*Exercise prompt*
Print all entries word for word.

──────── Source material ────────

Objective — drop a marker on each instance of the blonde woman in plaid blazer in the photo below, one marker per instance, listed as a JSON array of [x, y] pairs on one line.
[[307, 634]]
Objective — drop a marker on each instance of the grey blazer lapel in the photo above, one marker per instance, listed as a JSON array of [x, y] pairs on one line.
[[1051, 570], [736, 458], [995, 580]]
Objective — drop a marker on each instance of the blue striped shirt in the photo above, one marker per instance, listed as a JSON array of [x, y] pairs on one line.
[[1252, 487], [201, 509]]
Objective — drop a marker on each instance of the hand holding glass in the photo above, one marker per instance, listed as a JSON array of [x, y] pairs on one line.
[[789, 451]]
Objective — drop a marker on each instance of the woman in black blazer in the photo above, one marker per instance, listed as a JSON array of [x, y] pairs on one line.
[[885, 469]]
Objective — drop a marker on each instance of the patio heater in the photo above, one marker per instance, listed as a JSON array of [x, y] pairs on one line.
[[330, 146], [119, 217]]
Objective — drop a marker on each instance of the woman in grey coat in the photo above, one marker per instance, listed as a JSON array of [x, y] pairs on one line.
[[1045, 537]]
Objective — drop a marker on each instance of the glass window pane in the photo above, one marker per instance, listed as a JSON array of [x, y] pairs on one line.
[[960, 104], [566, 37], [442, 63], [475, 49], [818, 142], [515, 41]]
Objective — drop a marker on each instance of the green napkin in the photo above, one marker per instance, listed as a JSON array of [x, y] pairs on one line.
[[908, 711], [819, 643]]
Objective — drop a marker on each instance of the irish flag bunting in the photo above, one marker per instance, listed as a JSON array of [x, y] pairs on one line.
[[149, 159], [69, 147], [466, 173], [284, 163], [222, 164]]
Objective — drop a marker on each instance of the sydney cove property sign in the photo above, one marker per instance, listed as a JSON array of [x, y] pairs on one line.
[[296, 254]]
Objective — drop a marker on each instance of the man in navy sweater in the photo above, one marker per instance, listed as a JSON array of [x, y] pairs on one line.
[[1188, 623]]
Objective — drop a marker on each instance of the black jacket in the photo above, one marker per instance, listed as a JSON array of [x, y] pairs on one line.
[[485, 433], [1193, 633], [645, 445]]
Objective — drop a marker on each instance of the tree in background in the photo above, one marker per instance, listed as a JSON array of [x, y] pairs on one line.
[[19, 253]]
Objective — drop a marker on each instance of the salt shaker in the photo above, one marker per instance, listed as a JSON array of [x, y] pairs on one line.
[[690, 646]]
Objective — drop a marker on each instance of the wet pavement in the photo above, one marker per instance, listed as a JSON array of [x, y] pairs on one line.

────────

*Response*
Objective — drop a marker on each instance of the blonde woman in plaid blazer in the photo below, one marker per instance, listed as a JSON array of [x, y] pairs on one line.
[[307, 634]]
Objective — drop a marker on each instance of the grey blazer lapel in the photo above, one marker per instance, listed as a JSON array of [x, y] pairs on one line.
[[1051, 570], [736, 458], [995, 580]]
Objective — drop a marker on each instance of the blue striped shirt in the photo above, one marker per instance, listed as a JSON array of [x, y] pairs on one line.
[[1252, 487], [201, 509]]
Objective — drop a marker on each instance of the hand holding glass in the photo above, one marker per instance, listed as a JSON array of [x, y] pairs on one line.
[[789, 451]]
Objective — drop a marker on each instance of the woman in black blazer in the photo above, one marker per instance, listed as a JSON array of [x, y] pairs on one line.
[[885, 469]]
Objective — drop a marker on each instance of the patio heater in the photo above, one marker per instance, listed as a JSON array of [x, y] pairs on one line.
[[330, 146], [119, 217]]
Objective — drop a marker on each instance of the woman in grey coat in the photo above, one marker per instance, listed as a JSON array of [x, y] pairs on one line.
[[1045, 537]]
Objective — drop a marker on each instance of the glass window pane in the photo above, one marker per instance, listed as a JSON array of [x, y] pairs on one line.
[[960, 104], [566, 37], [442, 63], [475, 49], [818, 142], [515, 41]]
Objective — drop a marker on each instance of the green napkin in the photo above, one marker per instance, listed as a JSON array of [x, y] pairs on one line.
[[908, 711], [819, 643]]
Objective — drop a marker on each instance of the irish flag bunting in the photo above, one marker per instance, listed as a JSON array of [x, y] pairs on one line.
[[149, 159], [69, 147], [466, 173], [284, 163], [222, 164]]
Objective — drop a marker on each instance of the sydney cove property sign in the photo above, one marker per instance, listed as a JSON array of [x, y] pairs on one line.
[[296, 254]]
Objective — drop a marker on each instance of the man in navy sweater in the photo above, one marker per instance, listed as a JSON array of [x, y] pairs on one line.
[[1188, 623]]
Objective — drop a marker on each instance of the black jacket in the photo above, one marker per instance, listed as a JSON array of [x, y] pairs on one line.
[[485, 433], [1193, 633], [645, 445]]
Objective — drop a marker on each instance of the tree in background in the photo above, one marker per instance, listed as a JSON array of [x, y] pairs on one line.
[[19, 253]]
Objective — drop a marker on each instance of the salt shaker in the photo above, one marker per instance, listed as a JSON array of [x, y] pairs on one line.
[[690, 646]]
Objective — drop a marker on each instance of the wet pavement in the photo above, one marker per instance, listed as a JSON array of [x, y] pairs on one line.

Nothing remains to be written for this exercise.